What you have to do:
Answer these questions from the review of the George Platt Lynes documentary.
(a) Who directed the documentary?
(b) In what year did Lynes go to Paris, and how old was he?
(c) What did Gertrude Stein call Lynes in their correspondence?

Reading passage:
Writers: Matthew Kraus, John MacConnell and Sam Shahid
Director: Sam Shahid
Asked to name an iconic queer photographer one would probably say Robert Mapplethorpe or Peter Hujar or even, if one is from another generation, Wolfgang Tillmans. Would one ever say George Platt Lynes? Possibly not, but Lynes was the most famous photographer in America in the interwar period, photographing everyone from Jean Cocteau to Katherine Hepburn. His fashion images appeared in magazines and he was the official photographer of the New York City Ballet. So why he is almost forgotten, his photos stored unseen in archives across the States? Perhaps, this astute documentary suggests, it’s because of his male nudes.
Going to Paris in 1925 at the age of 18 changed Lynes’s life. It was there he met expat Gertrude Stein who warmed to him quickly, calling him ‘Baby’ in their correspondence. Through Stein, he was welcomed into her queer salon and it wasn’t long before he was back living in New York with museum curator Monroe Wheeler and writer Glenway Westcott in a ménage à trois. When looking at his photos, it was these two lovers who proposed he pursue a career with his camera.

Given information:
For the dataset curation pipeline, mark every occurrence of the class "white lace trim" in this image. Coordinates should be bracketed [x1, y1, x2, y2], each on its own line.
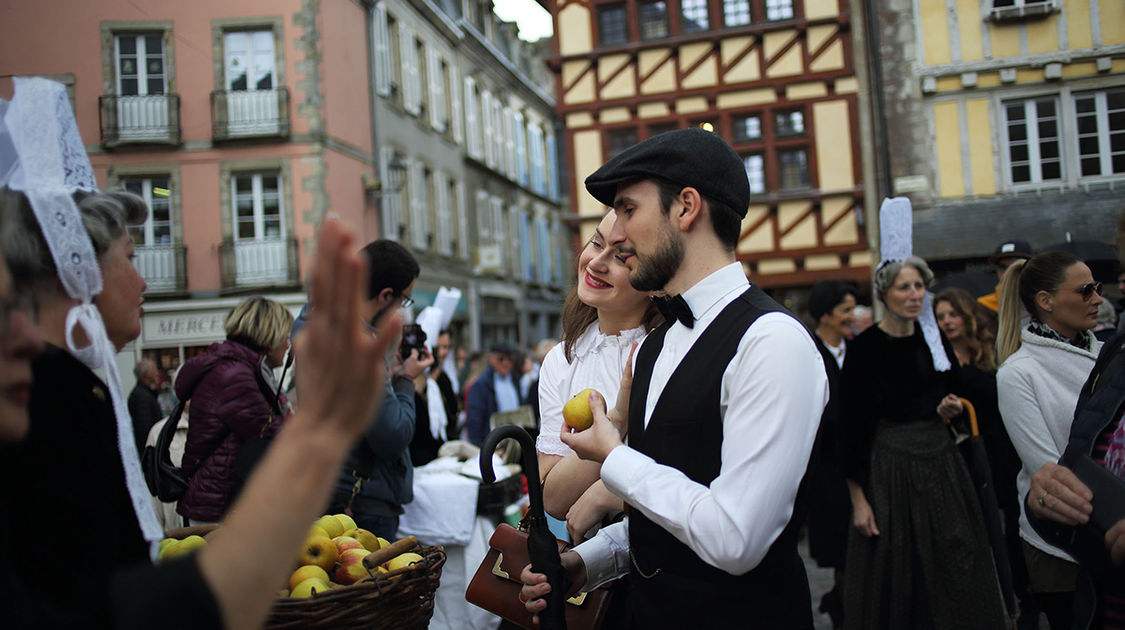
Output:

Result below:
(a) Sam Shahid
(b) 1925, at the age of 18
(c) 'Baby'